Stated exercise: Change "one point per instance" to "one coordinate pair per instance" everywhere in the rows below and write them out again with nothing else altered. Leave the pictures out.

○ ○ ○

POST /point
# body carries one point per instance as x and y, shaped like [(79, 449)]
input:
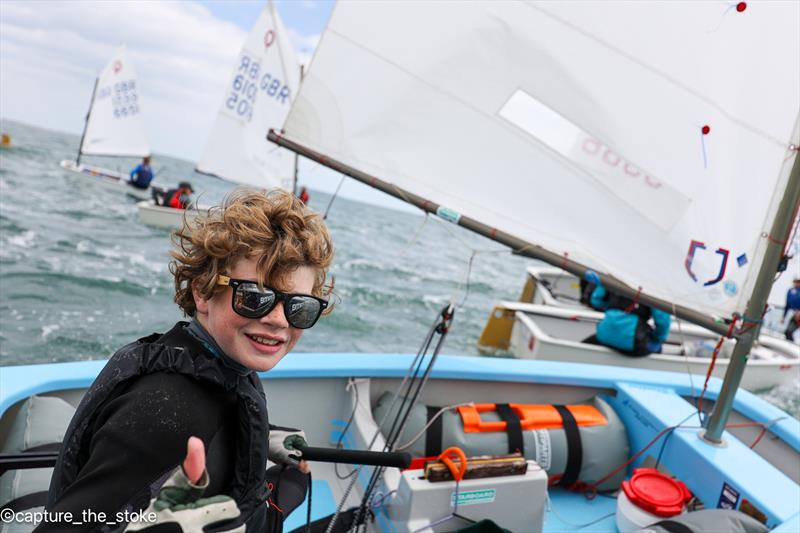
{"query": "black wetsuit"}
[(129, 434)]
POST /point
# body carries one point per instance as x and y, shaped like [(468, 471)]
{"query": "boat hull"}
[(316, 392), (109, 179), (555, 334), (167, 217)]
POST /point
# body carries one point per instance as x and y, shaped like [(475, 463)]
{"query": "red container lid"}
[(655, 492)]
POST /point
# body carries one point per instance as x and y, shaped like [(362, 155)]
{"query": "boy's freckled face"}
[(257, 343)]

○ ○ ○

Result below:
POST /point
# body carries one coordinate pair per instance as x and y, shaped like [(79, 449)]
input:
{"query": "black wetsuit"}
[(129, 434)]
POST /point
# body carries one coordinate pair per instance as x and y, shaped like [(468, 471)]
{"query": "boat hull"}
[(316, 392), (109, 179), (555, 334), (167, 217)]
POST /point
# body carries one coordinate pair per instance as x and y, shaped like [(475, 463)]
{"query": "red container lid"}
[(655, 492)]
POST /point
# body carries one coordinate pair per instance as x and y, shaped like [(362, 155)]
{"query": "boy's freckled face"}
[(257, 343)]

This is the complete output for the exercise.